## PROBLEM DESCRIPTION
Carry on the forum discussion of the KJV phrase "thought it not robbery to be equal with God" from the point where it ends.

## DOCUMENT EXTRACT
········
# ...thought it not robbery to be equal with God...



## blhowes

(KJV) 6Who, being in the form of God, *thought it not robbery to be equal with God:*

I've been trying to understand what the above phrase means. I figured maybe robbery meant something different when the KJV was written, so I looked it up in Webster's dictionary:

: the act or practice of robbing; specifically : larceny from the person or presence of another by violence or threat​Not much different from what I'd expected robbery to mean.

The Greek word used for robbery (in both Byzantine and WH) is:
G725
harpagmos
From G726; plunder (properly concrete): - robbery.​
Again, not much different from what I'd expected robbery to mean.

Why would Jesus think it robbery to be equal with God? 

Also, why do most other versions translate it "to be grasped'?

(NIV) 6Who, being in very nature God, did not consider equality with God something to be grasped,
(NASB) 6who, although He existed in the form of God, did not regard equality with God a thing to be grasped,
(ESV) 6who, though he was in the form of God, did not count equality with God a thing to be grasped,


----------



## fredtgreco

Bob,

_Harpagmos_ is only used in that single place in the NT (Phil. 2:6). That makes it difficult (but not impossible) to translate in the way in which Paul meant it, since we have no comparisons in Scripture.

It is a noun, and hence attempt to translate it somewhat as a verb leave it flat. It can mean "robbery" but it also clearly has the meaning of the "thing robbed and held onto." That's where the "grasped" part comes from. It is something that someone (usually robbers) hold onto by force, without regard to others (usually the rightful owner) and their rights. It can also be standing on one's own right to something without giving any thought to others.

So in context, Christ did not jealously guard His own rights, or hold them at all cost (particularly the cost it would have been to His people). An illustration I have used in a sermon is the picture we get in Indiana Jones and the Last Crusade. You may recall the image of the woman who could not let go of the holy grail, even at the cost of her own life. She was so obsessed with grasping onto it, that she lost all. That is a picture of someone guilty of _harpagmos_. 

Christians are to have the same attitude as Christ (2:5) and to "hold on loosely" to the things of the world - money, time, their own rights - for the sake of their Lord and His Kingdom.

You can hear more of what I mean in my sermon on Phil. 2:5-8, found here:
Christ Church PCA Philippians

The portion on point is at about the 29 minute mark.


----------



## SolaScriptura

fredtgreco said:


> An illustration I have used in a sermon is the picture we get in Indiana Jones and the Last Crusade. You may recall the image of the woman who could not let go of the holy grail, even at the cost of her own life. She was so obsessed with grasping onto it, that she lost all. That is a picture of someone guilty of _harpagmos_.



Good illustration! I'll have to ... borrow... that one from you!


----------



## TeachingTulip

blhowes said:


> (KJV) 6Who, being in the form of God, *thought it not robbery to be equal with God:*
> 
> I've been trying to understand what the above phrase means. I figured maybe robbery meant something different when the KJV was written, so I looked it up in Webster's dictionary:
> 
> : the act or practice of robbing; specifically : larceny from the person or presence of another by violence or threat​Not much different from what I'd expected robbery to mean.
········
## GIVEN ENTRIES
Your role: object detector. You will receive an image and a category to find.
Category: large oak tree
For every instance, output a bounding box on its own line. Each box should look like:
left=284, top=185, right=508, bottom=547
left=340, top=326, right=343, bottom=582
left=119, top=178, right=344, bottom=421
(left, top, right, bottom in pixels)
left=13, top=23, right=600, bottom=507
········
## TASK RESULT
> 
> The Greek word used for robbery (in both Byzantine and WH) is:
> G725
> harpagmos
> From G726; plunder (properly concrete): - robbery.​
> Again, not much different from what I'd expected robbery to mean.
> 
> Why would Jesus think it robbery to be equal with God?
> 
> Also, why do most other versions translate it "to be grasped'?
> 
> (NIV) 6Who, being in very nature God, did not consider equality with God something to be grasped,
> (NASB) 6who, although He existed in the form of God, did not regard equality with God a thing to be grasped,
> (ESV) 6who, though he was in the form of God, did not count equality with God a thing to be grasped,





One cannot steal something that is rightfully his.

However, one can choose to not hoard what is his, but rather, relinquish what is his, in order to benefit others.


----------



## Marrow Man

SolaScriptura said:


> fredtgreco said:
> 
> 
> 
> An illustration I have used in a sermon is the picture we get in Indiana Jones and the Last Crusade. You may recall the image of the woman who could not let go of the holy grail, even at the cost of her own life. She was so obsessed with grasping onto it, that she lost all. That is a picture of someone guilty of _harpagmos_.
> 
> 
> 
> 
> Good illustration! I'll have to ... borrow... that one from you!
Click to expand...


It is an excellent illustration. You might not be only one doing the "borrowing" (or should I say grasping  ).


----------



## SolaScriptura

Marrow Man said:


> SolaScriptura said:
> 
> 
> 
> 
> 
> fredtgreco said:
> 
> 
> 
> An illustration I have used in a sermon is the picture we get in Indiana Jones and the Last Crusade. You may recall the image of the woman who could not let go of the holy grail, even at the cost of her own life. She was so obsessed with grasping onto it, that she lost all. That is a picture of someone guilty of _harpagmos_.
> 
> 
> 
> 
> Good illustration! I'll have to ... borrow... that one from you!
> 
> Click to expand...
> 
> 
> It is an excellent illustration. You might not be only one doing the "borrowing" (or should I say grasping  ).
Click to expand...


Well, we wouldn't want Fred to "grasp" his illustration, now would we?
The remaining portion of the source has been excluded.